### What the exercise asks
Write the records out again in full, word for word.

### Input

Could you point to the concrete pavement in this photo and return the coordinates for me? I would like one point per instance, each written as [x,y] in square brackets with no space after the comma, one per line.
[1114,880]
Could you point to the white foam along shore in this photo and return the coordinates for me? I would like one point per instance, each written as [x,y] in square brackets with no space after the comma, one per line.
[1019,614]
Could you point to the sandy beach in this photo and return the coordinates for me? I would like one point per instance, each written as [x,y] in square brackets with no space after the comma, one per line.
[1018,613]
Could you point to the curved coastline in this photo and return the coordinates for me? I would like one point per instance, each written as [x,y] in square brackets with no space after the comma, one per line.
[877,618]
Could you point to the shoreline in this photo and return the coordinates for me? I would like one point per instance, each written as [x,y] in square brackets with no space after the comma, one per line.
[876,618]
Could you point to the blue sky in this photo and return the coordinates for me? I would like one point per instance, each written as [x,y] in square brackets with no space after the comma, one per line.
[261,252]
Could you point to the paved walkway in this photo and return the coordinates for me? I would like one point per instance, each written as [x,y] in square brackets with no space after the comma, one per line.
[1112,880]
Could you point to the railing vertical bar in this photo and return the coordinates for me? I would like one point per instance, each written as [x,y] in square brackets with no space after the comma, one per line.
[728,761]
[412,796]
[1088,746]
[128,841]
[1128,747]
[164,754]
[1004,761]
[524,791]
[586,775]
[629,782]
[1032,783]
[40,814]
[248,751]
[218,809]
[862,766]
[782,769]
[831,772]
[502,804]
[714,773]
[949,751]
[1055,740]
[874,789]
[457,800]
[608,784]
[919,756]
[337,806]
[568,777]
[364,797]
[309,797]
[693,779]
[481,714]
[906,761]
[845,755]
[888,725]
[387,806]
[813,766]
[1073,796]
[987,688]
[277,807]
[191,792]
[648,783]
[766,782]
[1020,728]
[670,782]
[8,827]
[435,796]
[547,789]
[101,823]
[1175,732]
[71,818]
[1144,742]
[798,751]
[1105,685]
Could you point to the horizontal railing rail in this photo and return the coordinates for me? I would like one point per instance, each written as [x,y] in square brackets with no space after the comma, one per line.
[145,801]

### Response for this exercise
Could you point to the concrete pavement in this photo and return the coordinates for me? I would like one point per instance, each written as [x,y] in square brackets with no space after the comma, one per line.
[1114,880]
Could you point to the white foam along shore in this photo and return the coordinates for me? I would like one point per instance, each written as [x,y] in square brackets with no space after the comma, one per line.
[1019,614]
Could you point to the sandy beach in this photo and return the coordinates for me? I would like one point per instance, each written as [x,y] in square brackets with no space after the comma, one per line.
[1018,613]
Could you point to the curved coastline in this photo and return the coordinates for me? I would like one point per instance, each written as [x,y] in square brackets with no space after the comma, one per line.
[877,618]
Could you point to the shoreline in this photo and return the coordinates for me? I would like one point per instance, each written as [x,y] in square brackets with no space after the comma, one per line.
[876,618]
Could you point to the blue sky in this photo and return the coordinates for me? I would like one point per instance, each written as [x,y] in square brackets with no space after the comma, one per line.
[261,252]
Could you point to the paved walkway in this photo and return the coordinates for me? I would like one point per instance, each written as [x,y] in square brackets with no space after the comma, one per line.
[1112,880]
Could you point to the railing vertical bar in this photo and return the coordinates for me? I would like one point per instance, each written as [x,y] in square brackets with no space after the comma, one per line.
[728,761]
[412,796]
[1088,746]
[128,841]
[1128,747]
[164,754]
[1004,761]
[524,791]
[586,775]
[629,782]
[1032,783]
[40,814]
[248,751]
[218,809]
[862,766]
[782,769]
[831,772]
[502,804]
[714,773]
[949,751]
[1055,740]
[874,789]
[457,800]
[608,784]
[919,756]
[337,806]
[568,777]
[364,797]
[309,797]
[693,779]
[481,714]
[906,761]
[845,755]
[888,725]
[387,806]
[813,766]
[1073,796]
[987,688]
[277,807]
[191,792]
[648,783]
[766,782]
[1020,728]
[670,782]
[8,827]
[435,796]
[547,789]
[101,823]
[1175,732]
[71,818]
[1144,742]
[798,751]
[1105,685]
Could you point to the horizontal railing rail in this photo and return the coordinates for me? I would like one point per instance, each written as [x,y] in square brackets with no space after the comma, one per line.
[145,801]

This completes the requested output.